**Required work**: Could you output the lines of the listing below without any changes, starting with the line that contains "Pick out the white" and continuing through the end of the listing?

** start of Data shown **

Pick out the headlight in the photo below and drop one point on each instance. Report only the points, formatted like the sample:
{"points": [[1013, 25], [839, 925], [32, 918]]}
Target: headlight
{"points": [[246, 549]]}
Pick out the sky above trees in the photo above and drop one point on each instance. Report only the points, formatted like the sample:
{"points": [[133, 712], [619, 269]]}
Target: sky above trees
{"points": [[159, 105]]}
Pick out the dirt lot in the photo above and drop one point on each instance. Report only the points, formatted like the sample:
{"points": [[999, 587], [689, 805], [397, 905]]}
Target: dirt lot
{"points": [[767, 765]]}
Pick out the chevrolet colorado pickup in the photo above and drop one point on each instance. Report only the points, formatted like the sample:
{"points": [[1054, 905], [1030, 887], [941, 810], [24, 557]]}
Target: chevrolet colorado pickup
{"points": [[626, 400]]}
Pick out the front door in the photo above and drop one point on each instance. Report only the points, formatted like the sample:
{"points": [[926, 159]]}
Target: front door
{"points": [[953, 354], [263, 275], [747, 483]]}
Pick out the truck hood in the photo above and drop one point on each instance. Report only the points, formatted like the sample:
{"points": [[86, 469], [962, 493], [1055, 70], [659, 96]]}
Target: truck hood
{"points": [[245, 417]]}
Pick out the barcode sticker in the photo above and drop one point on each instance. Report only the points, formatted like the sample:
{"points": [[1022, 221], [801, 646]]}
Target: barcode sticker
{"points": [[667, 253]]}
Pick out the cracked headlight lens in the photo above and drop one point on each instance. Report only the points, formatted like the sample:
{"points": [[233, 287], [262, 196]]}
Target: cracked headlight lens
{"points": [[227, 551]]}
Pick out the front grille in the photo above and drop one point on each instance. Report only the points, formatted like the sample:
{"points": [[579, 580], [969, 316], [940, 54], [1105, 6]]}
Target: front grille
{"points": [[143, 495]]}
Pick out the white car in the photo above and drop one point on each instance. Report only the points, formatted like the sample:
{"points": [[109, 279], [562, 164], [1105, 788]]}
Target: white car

** end of Data shown **

**Correct output**:
Pick out the white car in the photo above and drop one point on each instance. Report only the points, formatted like the sample:
{"points": [[109, 279], [562, 164], [1105, 788]]}
Target: white car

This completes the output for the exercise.